#### [SOURCE TEXT]
James Delingpole James Delingpole

What was this bed-blocker doing on my ward?

My NHS experience, with a life-threatening problem, was an encouraging one – apart from the other patients

issue 27 February 2016

There’s some journalistic research you’d really never do by choice. Spending four days in an NHS hospital with a life-threatening pulmonary embolism, for example.

Unfortunately it was out of my hands. I fell off a horse, one thing led to another, and suddenly there I was, lying in what I imagine is a reasonably typical NHS ward being tended by all those multi-ethnic nurses and hard-pressed doctors you read about in the newspapers but rarely encounter yourself because in order to do so you have to be quite seriously ill.

So: what have I learned?

First, that it’s not as bad as you’ve long feared, especially not for anyone hardened by the experience of the military, prison or — in my own case — being at an English prep school in the 1970s. Yes, it’s all a bit spartan, but the staff from the porters and cleaners to the consultants were a delight, and I grew very fond of my multinational assortment of nurses from Poland, Zimbabwe, Portugal, Ghana and south India, who couldn’t have been harder-working, jollier, more competent or more caring.

[Image-grounded pointing data]
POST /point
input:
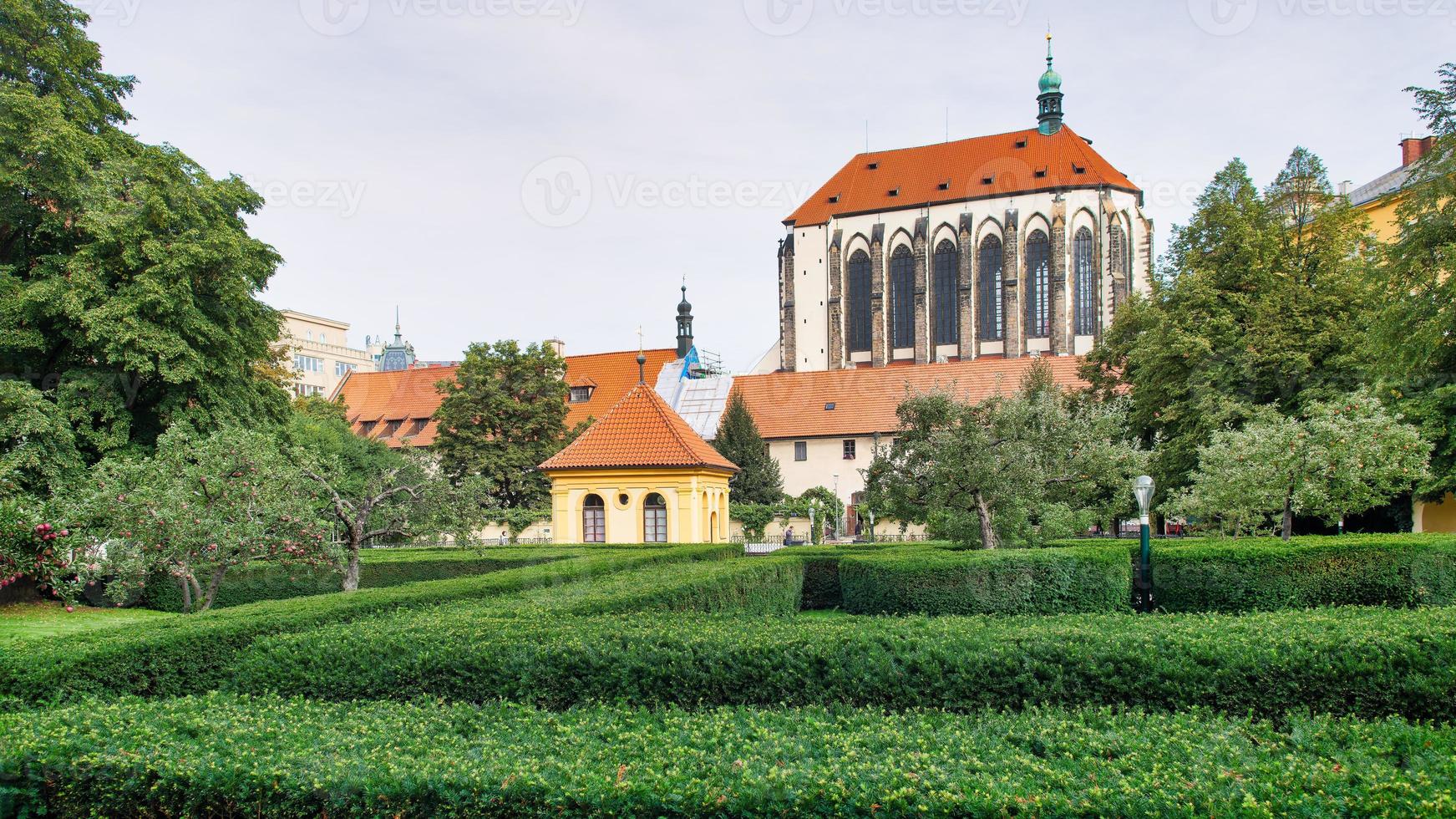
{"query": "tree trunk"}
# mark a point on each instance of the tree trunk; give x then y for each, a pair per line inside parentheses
(197, 591)
(211, 588)
(987, 531)
(351, 572)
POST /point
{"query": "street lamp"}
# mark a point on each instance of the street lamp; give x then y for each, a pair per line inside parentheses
(1144, 490)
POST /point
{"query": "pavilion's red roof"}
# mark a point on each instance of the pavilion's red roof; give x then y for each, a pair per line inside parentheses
(640, 432)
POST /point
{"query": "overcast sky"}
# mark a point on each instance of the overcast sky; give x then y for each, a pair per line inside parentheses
(538, 168)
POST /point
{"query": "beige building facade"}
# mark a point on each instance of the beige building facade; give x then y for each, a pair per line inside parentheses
(321, 354)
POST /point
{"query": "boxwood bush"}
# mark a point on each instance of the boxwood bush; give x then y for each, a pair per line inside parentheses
(251, 756)
(748, 586)
(1365, 662)
(192, 654)
(1373, 570)
(941, 582)
(379, 568)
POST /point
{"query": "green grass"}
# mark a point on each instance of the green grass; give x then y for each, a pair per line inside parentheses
(50, 619)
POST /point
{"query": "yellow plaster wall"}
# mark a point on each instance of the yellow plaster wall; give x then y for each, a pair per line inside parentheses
(1436, 516)
(697, 503)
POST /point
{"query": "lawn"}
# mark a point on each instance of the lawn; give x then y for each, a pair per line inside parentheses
(28, 621)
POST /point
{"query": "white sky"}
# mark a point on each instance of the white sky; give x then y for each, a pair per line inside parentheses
(405, 143)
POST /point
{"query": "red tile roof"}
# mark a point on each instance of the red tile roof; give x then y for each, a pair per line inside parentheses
(409, 395)
(793, 405)
(642, 432)
(961, 166)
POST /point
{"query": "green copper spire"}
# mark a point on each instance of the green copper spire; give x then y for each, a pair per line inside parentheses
(1048, 102)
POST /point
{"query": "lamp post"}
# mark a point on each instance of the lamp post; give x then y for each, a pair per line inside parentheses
(1144, 490)
(836, 511)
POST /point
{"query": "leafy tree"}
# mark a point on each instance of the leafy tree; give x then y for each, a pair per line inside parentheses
(1418, 274)
(368, 489)
(197, 509)
(1260, 302)
(503, 415)
(738, 440)
(127, 276)
(1336, 460)
(1009, 470)
(37, 446)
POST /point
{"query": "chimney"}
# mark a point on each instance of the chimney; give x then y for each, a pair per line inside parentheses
(1414, 149)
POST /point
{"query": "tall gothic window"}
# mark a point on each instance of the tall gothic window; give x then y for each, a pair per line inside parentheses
(1085, 280)
(1038, 286)
(860, 335)
(993, 325)
(901, 298)
(946, 307)
(654, 519)
(595, 521)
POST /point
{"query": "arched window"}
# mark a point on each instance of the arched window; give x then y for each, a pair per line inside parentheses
(993, 325)
(946, 307)
(595, 521)
(1085, 282)
(1120, 262)
(901, 298)
(1038, 286)
(860, 335)
(654, 519)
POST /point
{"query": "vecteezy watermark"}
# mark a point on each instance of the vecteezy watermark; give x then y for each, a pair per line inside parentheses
(1228, 18)
(784, 18)
(321, 194)
(338, 18)
(560, 193)
(121, 11)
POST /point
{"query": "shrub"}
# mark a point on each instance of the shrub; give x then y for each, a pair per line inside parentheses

#### [ASSIGNMENT]
Would you transcribe the whole NHS hospital column above, word for word?

#### [TASK SOLUTION]
James Delingpole James Delingpole

What was this bed-blocker doing on my ward?

My NHS experience, with a life-threatening problem, was an encouraging one – apart from the other patients

issue 27 February 2016

There’s some journalistic research you’d really never do by choice. Spending four days in an NHS hospital with a life-threatening pulmonary embolism, for example.

Unfortunately it was out of my hands. I fell off a horse, one thing led to another, and suddenly there I was, lying in what I imagine is a reasonably typical NHS ward being tended by all those multi-ethnic nurses and hard-pressed doctors you read about in the newspapers but rarely encounter yourself because in order to do so you have to be quite seriously ill.

So: what have I learned?

First, that it’s not as bad as you’ve long feared, especially not for anyone hardened by the experience of the military, prison or — in my own case — being at an English prep school in the 1970s. Yes, it’s all a bit spartan, but the staff from the porters and cleaners to the consultants were a delight, and I grew very fond of my multinational assortment of nurses from Poland, Zimbabwe, Portugal, Ghana and south India, who couldn’t have been harder-working, jollier, more competent or more caring.